**Short exercise**
Carry on the article about the KLF, writing new material that follows on from its final sentence.

**Selection**
/---
It’s been nearly 20 years since the Kopyright Liberation Front (KLF) committed suicide, twice. One incident involved a gun; the other had a furnace.  The pioneering group was at the top of their game. They had international hits. They made money. They wrote the book on ambient-techno in their 1990 masterpiece, Chill Out. And they imbued the notion of “trance techno” into British pop with their single, What Time is Love? 

Their spectacles that portrayed the future particularly impressed a 12-year-old scamp like me, who watched the video for the stadium-techno hit, 3AM Eternal about twice a day on MTV. In the video, images of London streets soaked in melted neons, acid rain, and bleary-eyed drivers were contrasted with a concert of soul singers dressed in occult-style robes and a rapper leading the cry for a spiritual rise out of the mire. It was an exotic sight during the days when it seemed only hackers and affluent families used the then-mystical Internet.

But the KLF’s core members Jimmy Cauty and Bill Drummond chose death, a spectacular one.

They performed a sloppy and apathetic death-metal rendition of “3AM Eternal” at the 1992 Brit Awards where Drummond later accepted an award and then pulled out na M-16 to fire blanks at the unsuspecting audience. The group later discarded a sheep carcass outside the post-ceremony party. Attached to the creature was a note that read, “I died for ewe. Bon appetit.” The KLF then broke up, and in 1994 while acting in the capacity as the “K Foundation,” they filmed themselves shoving what appeared to be a million pounds into a furnace. The quid was the fortune they had left after taxes and expenses. These pop stars then supposedly earned the right to claim they didn’t “sell out” to the corporate record industry. “Was it Art? Was It A Political Statement? Was it Bullocks?” read a KLF advert. The audience wasn’t amused when they defended themselves on a Scottish talk show. Drummond said that publicly destroying cash was “more interesting” than donating it to charity. Cauty mentioned that he discovers new reasons for justifying the act everyday, a recent one was that his group just wasn’t talented enough to compete with Michael Jackson.
\---
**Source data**
/---
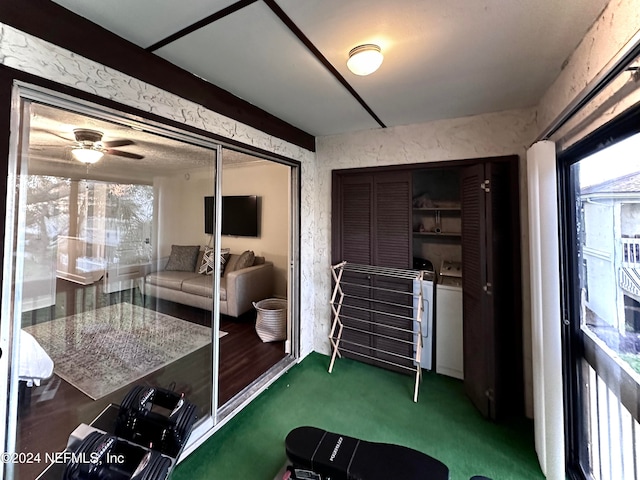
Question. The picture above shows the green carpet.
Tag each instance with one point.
(369, 403)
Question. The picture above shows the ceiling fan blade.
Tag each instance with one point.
(118, 143)
(49, 132)
(120, 153)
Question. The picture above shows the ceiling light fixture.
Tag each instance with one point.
(365, 59)
(87, 154)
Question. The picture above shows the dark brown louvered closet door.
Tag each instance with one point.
(392, 248)
(506, 362)
(374, 228)
(356, 223)
(477, 341)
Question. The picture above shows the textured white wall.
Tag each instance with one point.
(617, 24)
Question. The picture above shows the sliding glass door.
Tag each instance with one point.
(86, 241)
(601, 204)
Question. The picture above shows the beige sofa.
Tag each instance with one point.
(238, 288)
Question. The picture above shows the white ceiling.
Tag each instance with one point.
(443, 58)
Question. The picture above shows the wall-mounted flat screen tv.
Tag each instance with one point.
(240, 215)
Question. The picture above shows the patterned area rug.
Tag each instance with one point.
(102, 350)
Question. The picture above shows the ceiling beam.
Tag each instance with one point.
(201, 23)
(275, 8)
(51, 22)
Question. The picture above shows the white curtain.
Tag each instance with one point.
(545, 309)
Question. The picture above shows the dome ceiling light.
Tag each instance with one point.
(365, 59)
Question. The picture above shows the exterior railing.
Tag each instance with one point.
(612, 428)
(631, 252)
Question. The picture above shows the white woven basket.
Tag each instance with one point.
(271, 321)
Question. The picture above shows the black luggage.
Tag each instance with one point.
(321, 455)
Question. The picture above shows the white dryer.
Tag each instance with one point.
(426, 358)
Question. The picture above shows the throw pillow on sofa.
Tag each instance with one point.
(208, 264)
(183, 258)
(246, 260)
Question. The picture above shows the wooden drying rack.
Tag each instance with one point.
(340, 299)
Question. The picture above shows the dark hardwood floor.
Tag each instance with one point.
(55, 408)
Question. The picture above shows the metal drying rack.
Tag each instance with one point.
(339, 300)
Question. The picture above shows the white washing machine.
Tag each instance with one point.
(426, 359)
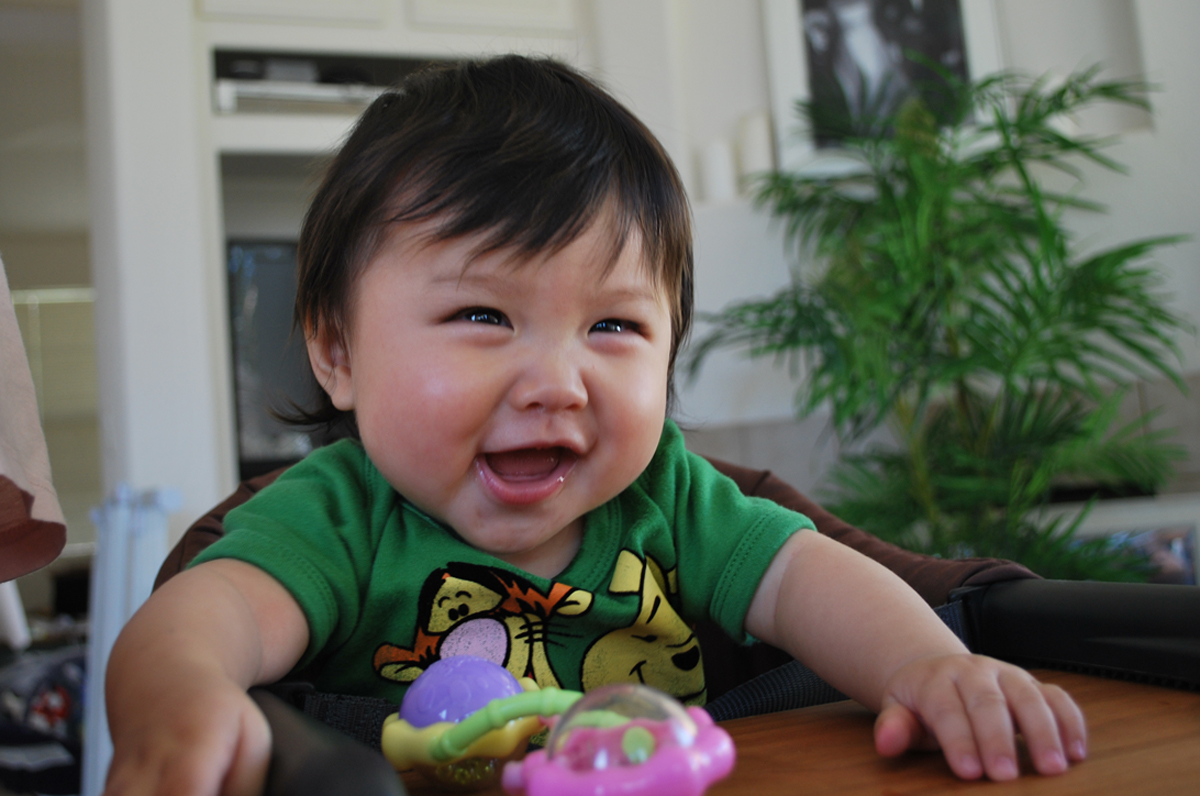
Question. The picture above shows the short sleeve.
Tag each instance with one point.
(724, 539)
(315, 531)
\---
**Result below**
Cauty’s remark about being unworthy to be shoulder-to-shoulder with The King of Pop was poignant. He and Drummond declared that anyone could have a hit pop song if he or she knew how to write a generic pop tune and let talented studio engineers take care of the music. These were the same people who scored a hit with the witty and willfully dumb single, Doctorin’ the Tardis. They simply mashed up the eerie synth melody of the Dr. Who theme song and the groove from Gary Glitter’s “Rock and Roll,” only instead of Gary’s shouted title, we had chants of “Dr. Who!” So they were the authorities in achieving pop success with little talent but a good ear for artistic re-appropriation.

They also wrote the book on how you too can be on the Top of the Pops. Their 1988 book, The Manual (How to Have a Number One the Easy Way) is arguably the finest satire written about the 80’s pop music machine. “Now, we all know all pop music is not going to save the world but it does, undeniably, create a filing system for the memory banks,” they dryly write in the introduction. “In years to come, people will stagger home down lonely streets singing your song to the strains of regurgitated vindaloo, all memory of who was behind the song lost. It is you, though, who will be responsible for bringing back those lost tastes, smells, tears, pangs, forgotten years and missed chances. So enjoy what you can while at Number One.” Much of the book mimics the get-rich-quick schemes so prevalent in the Thatcher/Reagan era. Yet, there’s a bitter cynicism that came from witnessing the ease of producing a pop song and the world of movers and shakers who make sure any song hits the pop charts, no matter how crass. “The only way a singer’s voice can help it get to Number One is if it has such a distinctive quality the world can’t help but react to it instantly, almost to the point of inspiring ridicule,” they wrote.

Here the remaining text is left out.